• _Task statement_
Pick out each line below that contains the word "background", and copy those lines.

• _Raw data_
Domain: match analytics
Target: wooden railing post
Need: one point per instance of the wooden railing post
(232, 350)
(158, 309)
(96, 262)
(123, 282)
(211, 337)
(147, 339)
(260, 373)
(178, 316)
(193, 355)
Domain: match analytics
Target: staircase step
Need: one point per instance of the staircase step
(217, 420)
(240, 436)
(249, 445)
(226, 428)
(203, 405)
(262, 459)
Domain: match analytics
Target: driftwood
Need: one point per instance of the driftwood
---
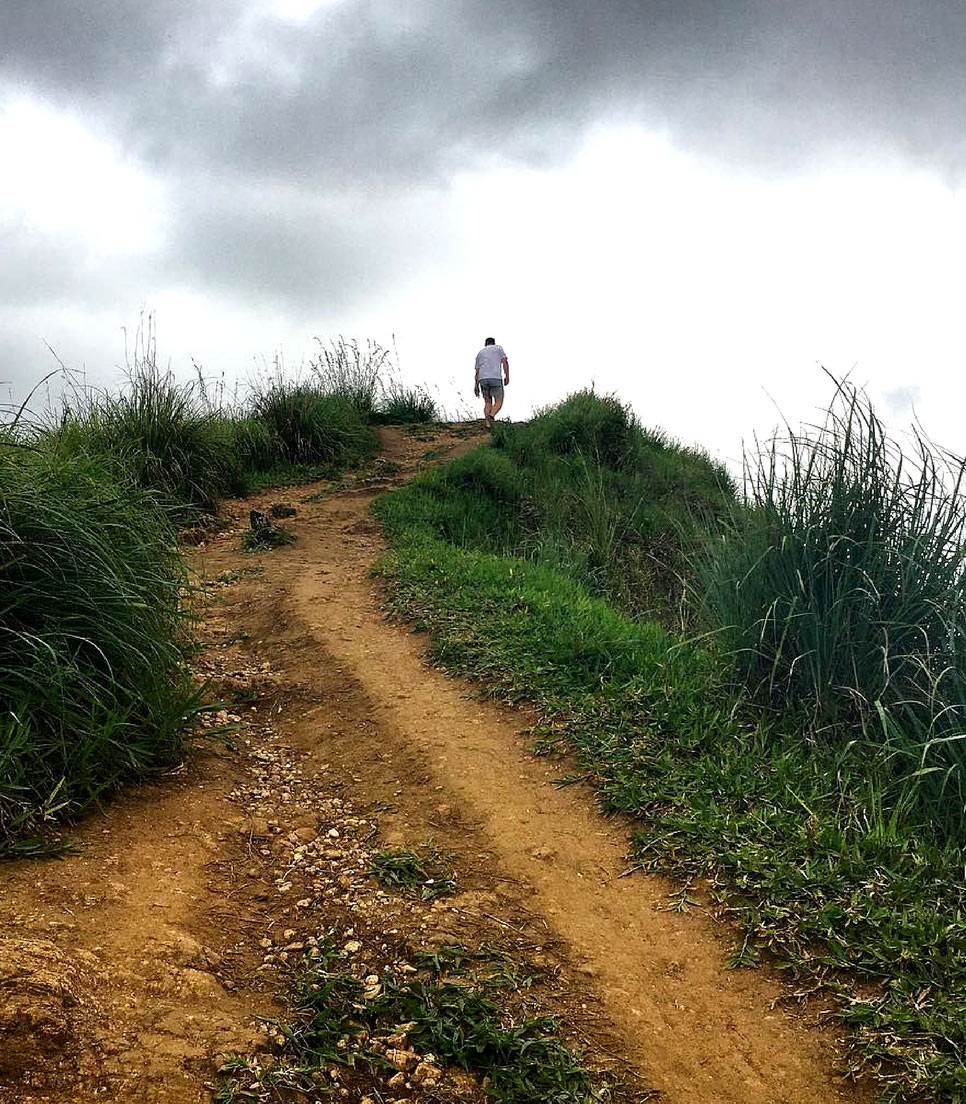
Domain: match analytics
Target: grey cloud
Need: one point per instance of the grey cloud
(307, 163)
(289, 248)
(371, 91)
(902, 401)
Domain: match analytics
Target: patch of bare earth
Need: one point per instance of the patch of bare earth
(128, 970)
--
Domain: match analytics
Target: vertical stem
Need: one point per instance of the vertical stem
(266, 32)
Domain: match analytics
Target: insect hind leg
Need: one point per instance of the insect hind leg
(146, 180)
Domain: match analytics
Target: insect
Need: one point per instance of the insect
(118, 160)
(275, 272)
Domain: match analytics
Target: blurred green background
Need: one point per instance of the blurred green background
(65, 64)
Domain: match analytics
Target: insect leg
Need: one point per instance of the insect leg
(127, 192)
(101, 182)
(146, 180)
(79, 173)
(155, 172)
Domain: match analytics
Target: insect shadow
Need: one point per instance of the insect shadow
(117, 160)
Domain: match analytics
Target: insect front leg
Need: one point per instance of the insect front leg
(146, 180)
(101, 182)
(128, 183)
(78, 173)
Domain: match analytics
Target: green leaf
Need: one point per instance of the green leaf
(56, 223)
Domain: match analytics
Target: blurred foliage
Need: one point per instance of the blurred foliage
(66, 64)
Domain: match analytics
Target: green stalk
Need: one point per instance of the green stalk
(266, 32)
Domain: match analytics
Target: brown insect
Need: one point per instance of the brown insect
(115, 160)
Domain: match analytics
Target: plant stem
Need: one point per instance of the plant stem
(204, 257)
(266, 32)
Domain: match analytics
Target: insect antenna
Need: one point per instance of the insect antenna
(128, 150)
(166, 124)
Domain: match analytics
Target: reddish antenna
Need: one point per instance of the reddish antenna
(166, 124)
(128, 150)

• _Output for this exercise_
Target: blurred green background
Need: one point per instance of the blurred green background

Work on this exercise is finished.